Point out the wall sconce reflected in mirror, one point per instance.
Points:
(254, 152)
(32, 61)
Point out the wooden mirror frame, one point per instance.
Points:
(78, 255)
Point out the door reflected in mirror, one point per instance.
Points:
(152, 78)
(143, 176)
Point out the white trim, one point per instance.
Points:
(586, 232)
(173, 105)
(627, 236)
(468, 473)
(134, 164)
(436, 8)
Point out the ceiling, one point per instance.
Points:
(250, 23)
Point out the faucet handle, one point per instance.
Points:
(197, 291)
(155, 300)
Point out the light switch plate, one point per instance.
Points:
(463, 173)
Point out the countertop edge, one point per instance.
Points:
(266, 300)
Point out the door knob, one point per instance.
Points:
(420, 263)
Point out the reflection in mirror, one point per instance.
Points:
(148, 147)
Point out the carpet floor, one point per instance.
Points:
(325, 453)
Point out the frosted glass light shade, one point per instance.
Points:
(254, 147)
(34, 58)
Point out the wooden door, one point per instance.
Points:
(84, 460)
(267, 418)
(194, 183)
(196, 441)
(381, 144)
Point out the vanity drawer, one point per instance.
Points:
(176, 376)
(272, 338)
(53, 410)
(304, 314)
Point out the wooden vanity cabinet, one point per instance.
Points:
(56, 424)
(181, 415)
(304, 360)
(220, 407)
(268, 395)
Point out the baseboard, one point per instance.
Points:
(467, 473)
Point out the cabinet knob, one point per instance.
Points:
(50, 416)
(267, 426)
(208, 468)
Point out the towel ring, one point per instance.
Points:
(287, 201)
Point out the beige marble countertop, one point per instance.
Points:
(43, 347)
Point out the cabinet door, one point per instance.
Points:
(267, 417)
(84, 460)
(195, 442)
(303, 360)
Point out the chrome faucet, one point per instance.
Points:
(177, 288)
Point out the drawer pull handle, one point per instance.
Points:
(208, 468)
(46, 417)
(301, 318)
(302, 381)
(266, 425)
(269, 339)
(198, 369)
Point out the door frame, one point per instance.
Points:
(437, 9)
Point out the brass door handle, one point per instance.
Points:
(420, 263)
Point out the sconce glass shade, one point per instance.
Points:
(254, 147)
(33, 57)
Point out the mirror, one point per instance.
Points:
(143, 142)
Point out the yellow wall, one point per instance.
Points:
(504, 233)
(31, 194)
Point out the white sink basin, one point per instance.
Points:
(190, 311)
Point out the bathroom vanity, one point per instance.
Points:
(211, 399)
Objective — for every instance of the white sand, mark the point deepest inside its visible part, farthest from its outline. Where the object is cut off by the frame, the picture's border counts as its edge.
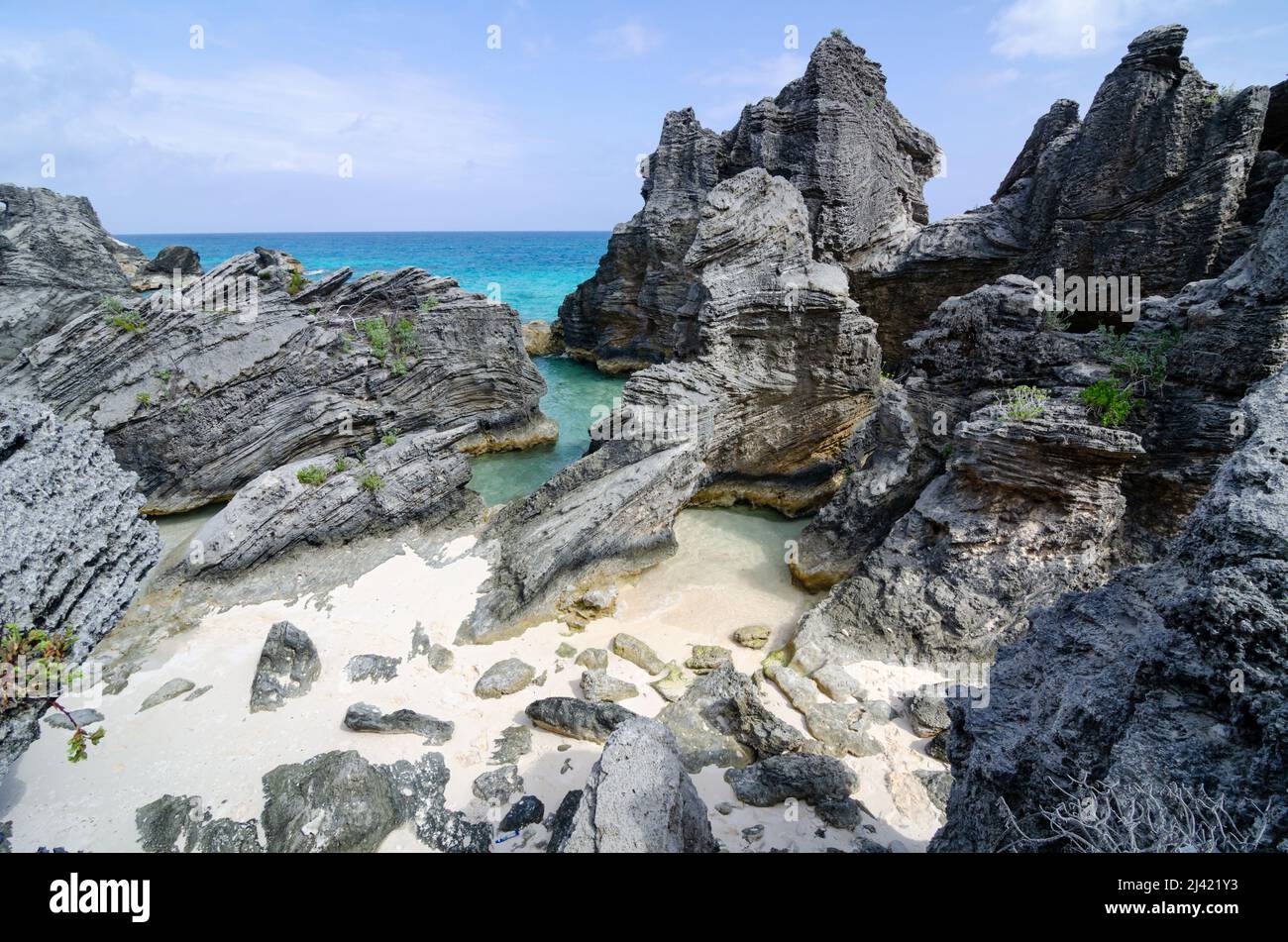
(728, 573)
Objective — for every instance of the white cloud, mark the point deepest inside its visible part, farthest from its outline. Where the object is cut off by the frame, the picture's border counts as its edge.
(1063, 27)
(631, 38)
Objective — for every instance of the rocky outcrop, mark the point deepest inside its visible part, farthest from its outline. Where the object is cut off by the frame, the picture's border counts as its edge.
(329, 498)
(73, 549)
(1149, 183)
(55, 262)
(1170, 675)
(254, 369)
(639, 799)
(787, 368)
(832, 134)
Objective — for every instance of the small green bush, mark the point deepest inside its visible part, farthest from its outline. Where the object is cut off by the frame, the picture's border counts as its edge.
(312, 473)
(1022, 401)
(1109, 403)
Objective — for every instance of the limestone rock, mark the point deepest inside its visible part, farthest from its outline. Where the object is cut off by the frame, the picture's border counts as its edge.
(639, 799)
(287, 667)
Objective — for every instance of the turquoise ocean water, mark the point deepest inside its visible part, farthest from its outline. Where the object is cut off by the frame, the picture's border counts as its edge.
(533, 269)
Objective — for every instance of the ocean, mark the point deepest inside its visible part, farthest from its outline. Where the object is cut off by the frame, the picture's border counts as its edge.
(533, 271)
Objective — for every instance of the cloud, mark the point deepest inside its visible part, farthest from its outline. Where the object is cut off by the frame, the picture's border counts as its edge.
(1073, 27)
(629, 39)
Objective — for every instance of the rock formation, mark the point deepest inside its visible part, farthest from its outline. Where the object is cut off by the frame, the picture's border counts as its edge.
(787, 368)
(55, 262)
(639, 799)
(252, 369)
(72, 545)
(833, 134)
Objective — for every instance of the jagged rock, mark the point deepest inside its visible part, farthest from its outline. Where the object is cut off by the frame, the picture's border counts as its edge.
(287, 667)
(597, 686)
(1132, 684)
(340, 802)
(419, 477)
(832, 134)
(721, 721)
(752, 636)
(181, 824)
(938, 785)
(578, 718)
(513, 743)
(673, 686)
(55, 262)
(241, 376)
(561, 822)
(497, 785)
(785, 352)
(927, 715)
(1149, 183)
(166, 691)
(362, 717)
(376, 668)
(592, 659)
(706, 658)
(72, 546)
(639, 799)
(81, 718)
(507, 676)
(638, 653)
(811, 779)
(527, 809)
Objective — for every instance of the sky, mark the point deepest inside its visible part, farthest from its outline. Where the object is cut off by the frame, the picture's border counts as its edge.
(295, 116)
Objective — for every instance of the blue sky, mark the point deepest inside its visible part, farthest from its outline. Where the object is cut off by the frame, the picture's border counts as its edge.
(246, 133)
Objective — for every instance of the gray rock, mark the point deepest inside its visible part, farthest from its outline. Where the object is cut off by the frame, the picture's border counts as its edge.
(527, 809)
(73, 549)
(78, 718)
(578, 718)
(592, 659)
(181, 824)
(318, 385)
(376, 668)
(811, 779)
(639, 799)
(166, 691)
(497, 785)
(55, 262)
(287, 667)
(638, 653)
(754, 636)
(513, 743)
(362, 717)
(561, 822)
(721, 721)
(505, 678)
(597, 686)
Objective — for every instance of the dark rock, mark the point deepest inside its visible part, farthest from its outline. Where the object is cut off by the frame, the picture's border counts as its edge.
(527, 809)
(73, 549)
(287, 667)
(362, 717)
(811, 779)
(181, 824)
(639, 799)
(376, 668)
(592, 722)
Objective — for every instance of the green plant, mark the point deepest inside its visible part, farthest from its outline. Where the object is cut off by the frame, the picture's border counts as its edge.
(37, 659)
(1109, 403)
(312, 473)
(1021, 403)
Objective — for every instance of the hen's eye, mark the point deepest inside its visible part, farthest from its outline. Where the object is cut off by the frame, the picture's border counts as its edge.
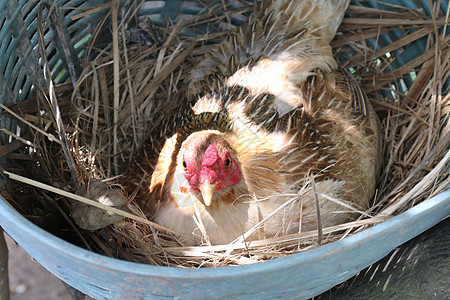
(227, 162)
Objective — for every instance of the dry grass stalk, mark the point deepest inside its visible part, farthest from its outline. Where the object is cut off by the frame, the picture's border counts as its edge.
(125, 85)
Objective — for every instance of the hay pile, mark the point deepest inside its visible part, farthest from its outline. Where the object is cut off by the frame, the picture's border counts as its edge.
(94, 129)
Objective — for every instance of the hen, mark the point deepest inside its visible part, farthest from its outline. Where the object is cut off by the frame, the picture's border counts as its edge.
(268, 125)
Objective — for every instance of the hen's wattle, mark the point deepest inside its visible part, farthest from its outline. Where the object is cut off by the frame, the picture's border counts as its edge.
(264, 113)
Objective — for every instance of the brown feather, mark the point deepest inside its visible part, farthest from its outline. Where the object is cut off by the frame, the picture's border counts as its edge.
(273, 94)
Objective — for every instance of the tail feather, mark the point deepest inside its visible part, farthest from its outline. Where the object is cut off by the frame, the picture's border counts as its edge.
(322, 16)
(275, 51)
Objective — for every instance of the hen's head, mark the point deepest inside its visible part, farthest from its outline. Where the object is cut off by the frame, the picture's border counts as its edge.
(209, 164)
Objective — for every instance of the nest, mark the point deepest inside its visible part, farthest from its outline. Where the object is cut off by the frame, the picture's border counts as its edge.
(89, 131)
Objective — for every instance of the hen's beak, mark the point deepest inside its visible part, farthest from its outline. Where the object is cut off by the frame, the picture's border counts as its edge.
(207, 190)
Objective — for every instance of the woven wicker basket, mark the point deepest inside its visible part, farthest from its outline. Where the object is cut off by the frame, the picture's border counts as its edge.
(297, 276)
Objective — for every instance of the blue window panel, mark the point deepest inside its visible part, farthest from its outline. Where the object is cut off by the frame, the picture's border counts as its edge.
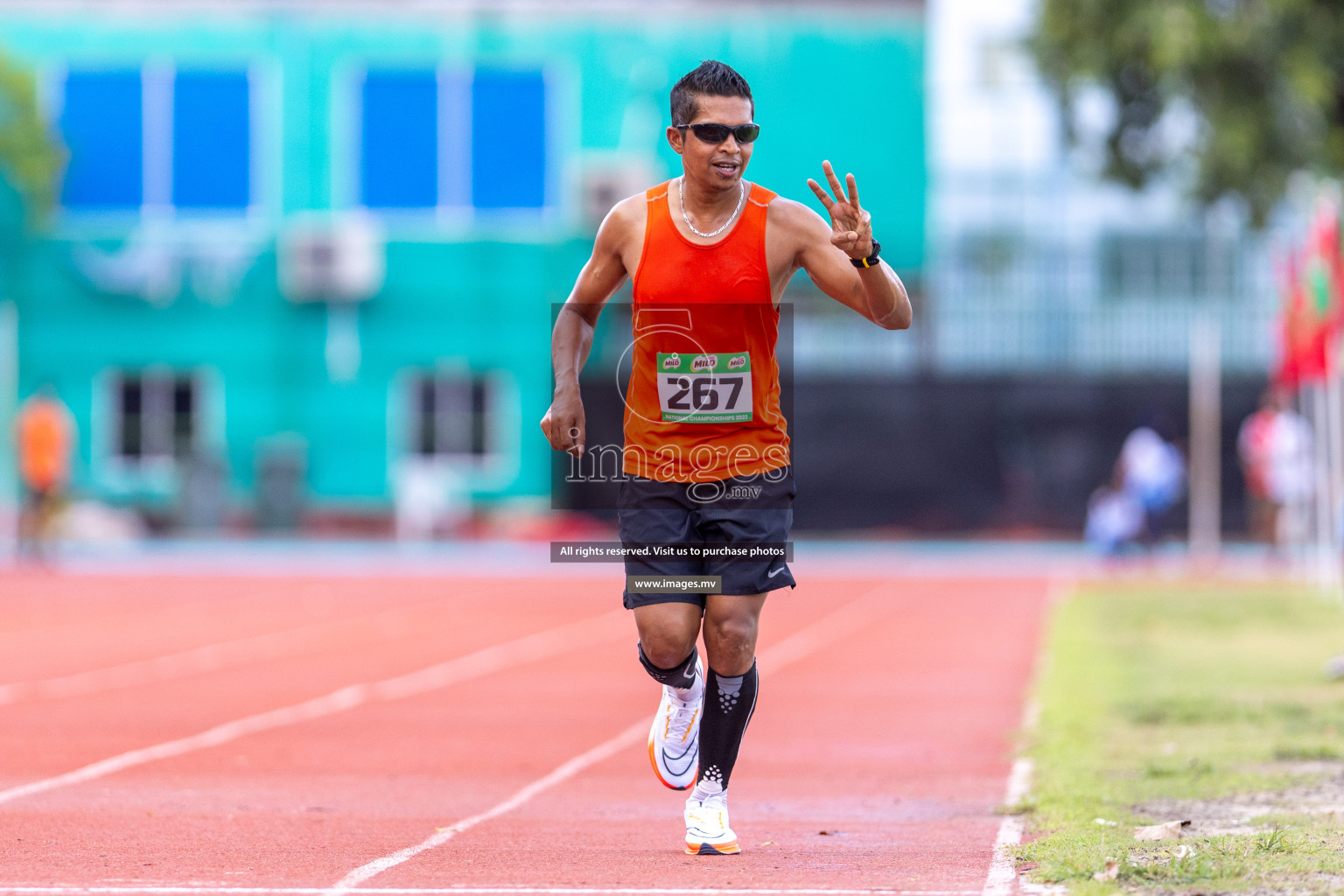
(508, 140)
(211, 140)
(399, 138)
(101, 124)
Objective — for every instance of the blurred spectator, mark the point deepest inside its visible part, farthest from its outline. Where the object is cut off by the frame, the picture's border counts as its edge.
(43, 436)
(1115, 519)
(1274, 446)
(1152, 472)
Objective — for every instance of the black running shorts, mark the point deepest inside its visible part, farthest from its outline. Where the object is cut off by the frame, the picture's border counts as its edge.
(741, 511)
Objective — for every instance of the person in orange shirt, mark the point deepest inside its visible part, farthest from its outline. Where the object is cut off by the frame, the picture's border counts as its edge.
(706, 457)
(43, 436)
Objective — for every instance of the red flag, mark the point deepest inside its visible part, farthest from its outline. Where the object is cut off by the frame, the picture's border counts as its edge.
(1313, 304)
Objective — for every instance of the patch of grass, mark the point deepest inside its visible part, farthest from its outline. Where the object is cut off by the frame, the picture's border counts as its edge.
(1183, 692)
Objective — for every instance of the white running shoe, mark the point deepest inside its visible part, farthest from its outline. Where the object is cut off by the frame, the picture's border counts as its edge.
(675, 737)
(707, 830)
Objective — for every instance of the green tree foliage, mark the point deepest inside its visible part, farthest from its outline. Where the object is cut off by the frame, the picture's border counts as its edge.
(1265, 80)
(30, 158)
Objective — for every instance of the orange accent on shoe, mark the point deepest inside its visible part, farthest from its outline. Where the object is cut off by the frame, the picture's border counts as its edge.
(654, 762)
(712, 850)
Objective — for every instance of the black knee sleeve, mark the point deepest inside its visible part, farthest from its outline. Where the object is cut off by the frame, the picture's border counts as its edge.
(679, 676)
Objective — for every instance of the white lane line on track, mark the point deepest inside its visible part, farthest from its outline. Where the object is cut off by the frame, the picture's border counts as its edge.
(473, 891)
(1003, 871)
(827, 630)
(211, 657)
(536, 647)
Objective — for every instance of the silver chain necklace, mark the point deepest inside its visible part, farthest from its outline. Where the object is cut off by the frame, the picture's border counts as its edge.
(742, 200)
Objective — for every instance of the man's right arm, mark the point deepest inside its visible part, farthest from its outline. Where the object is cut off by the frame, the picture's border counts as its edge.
(571, 339)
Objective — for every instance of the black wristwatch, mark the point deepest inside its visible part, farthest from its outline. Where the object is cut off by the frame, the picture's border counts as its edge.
(872, 260)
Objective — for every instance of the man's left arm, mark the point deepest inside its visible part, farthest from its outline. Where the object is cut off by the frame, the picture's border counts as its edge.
(824, 251)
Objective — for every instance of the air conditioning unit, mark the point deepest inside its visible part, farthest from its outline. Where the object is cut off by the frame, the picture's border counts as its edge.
(332, 258)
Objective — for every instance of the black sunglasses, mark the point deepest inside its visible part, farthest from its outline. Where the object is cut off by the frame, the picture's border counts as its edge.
(712, 133)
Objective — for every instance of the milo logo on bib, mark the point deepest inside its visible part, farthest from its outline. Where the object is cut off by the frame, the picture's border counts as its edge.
(704, 388)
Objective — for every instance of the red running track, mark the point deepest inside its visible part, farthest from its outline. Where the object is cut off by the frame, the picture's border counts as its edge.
(886, 718)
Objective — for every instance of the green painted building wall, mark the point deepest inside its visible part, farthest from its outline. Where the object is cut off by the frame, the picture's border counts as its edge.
(468, 290)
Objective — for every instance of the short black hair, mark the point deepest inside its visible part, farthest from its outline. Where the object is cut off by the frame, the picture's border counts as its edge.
(711, 78)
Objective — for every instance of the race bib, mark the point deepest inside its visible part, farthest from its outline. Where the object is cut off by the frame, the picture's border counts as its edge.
(704, 388)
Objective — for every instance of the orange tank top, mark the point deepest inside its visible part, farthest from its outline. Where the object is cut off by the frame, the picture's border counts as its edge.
(43, 444)
(704, 396)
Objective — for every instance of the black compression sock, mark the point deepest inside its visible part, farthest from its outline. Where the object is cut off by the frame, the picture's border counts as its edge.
(727, 710)
(679, 676)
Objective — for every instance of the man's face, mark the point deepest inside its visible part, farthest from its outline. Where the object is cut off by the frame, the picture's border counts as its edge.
(715, 165)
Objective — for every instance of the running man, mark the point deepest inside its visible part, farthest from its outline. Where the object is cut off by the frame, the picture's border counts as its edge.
(706, 446)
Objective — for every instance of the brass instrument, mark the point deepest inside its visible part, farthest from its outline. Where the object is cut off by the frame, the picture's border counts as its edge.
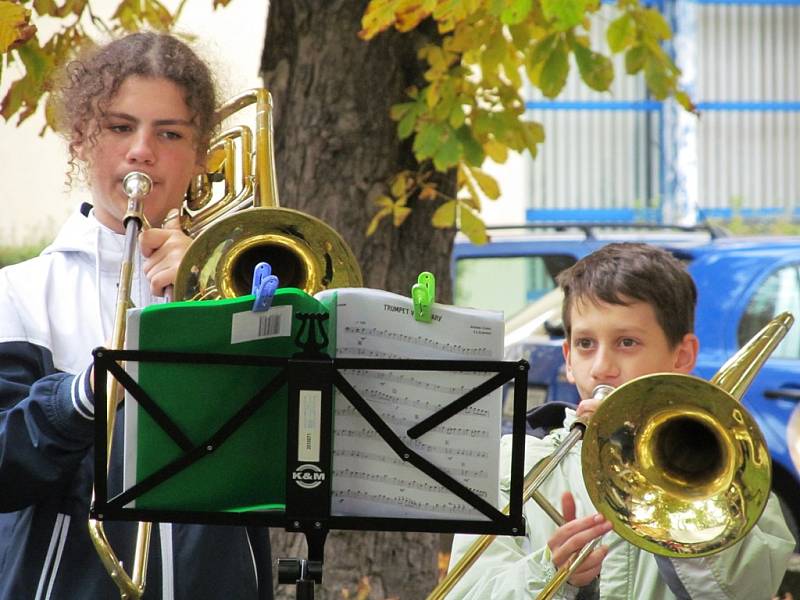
(303, 251)
(675, 463)
(136, 186)
(232, 235)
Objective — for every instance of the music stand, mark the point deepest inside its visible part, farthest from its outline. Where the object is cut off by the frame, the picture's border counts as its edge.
(309, 374)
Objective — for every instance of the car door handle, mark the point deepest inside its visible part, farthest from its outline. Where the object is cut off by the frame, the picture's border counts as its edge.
(787, 394)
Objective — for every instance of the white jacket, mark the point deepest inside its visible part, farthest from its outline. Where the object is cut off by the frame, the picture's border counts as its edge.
(519, 567)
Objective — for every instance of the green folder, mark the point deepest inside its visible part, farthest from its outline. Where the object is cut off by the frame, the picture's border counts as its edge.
(247, 471)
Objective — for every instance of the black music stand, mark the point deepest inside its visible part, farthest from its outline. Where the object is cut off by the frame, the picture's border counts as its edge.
(308, 507)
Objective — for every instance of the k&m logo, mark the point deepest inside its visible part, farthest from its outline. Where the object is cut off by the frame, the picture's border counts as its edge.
(308, 476)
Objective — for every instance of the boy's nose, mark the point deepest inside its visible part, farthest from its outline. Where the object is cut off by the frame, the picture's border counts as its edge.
(142, 148)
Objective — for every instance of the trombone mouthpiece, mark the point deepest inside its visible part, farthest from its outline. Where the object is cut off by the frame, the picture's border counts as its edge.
(601, 391)
(137, 184)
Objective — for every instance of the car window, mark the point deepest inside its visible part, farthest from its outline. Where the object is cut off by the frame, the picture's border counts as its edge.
(506, 283)
(778, 293)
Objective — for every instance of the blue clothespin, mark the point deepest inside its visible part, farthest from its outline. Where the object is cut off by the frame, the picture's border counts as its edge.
(423, 294)
(264, 286)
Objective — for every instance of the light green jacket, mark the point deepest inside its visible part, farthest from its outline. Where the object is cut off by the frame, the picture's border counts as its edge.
(519, 567)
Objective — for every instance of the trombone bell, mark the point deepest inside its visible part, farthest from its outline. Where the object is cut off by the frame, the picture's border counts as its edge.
(302, 250)
(677, 465)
---------------
◆ **INSTRUCTIONS TO FOLLOW**
Which lines above include the string "reflected"? Show them.

◆ **YOUR SOLUTION**
Point out the wall sconce reflected in mirror, one point per instance.
Point out the door reflected in mirror, one point per instance.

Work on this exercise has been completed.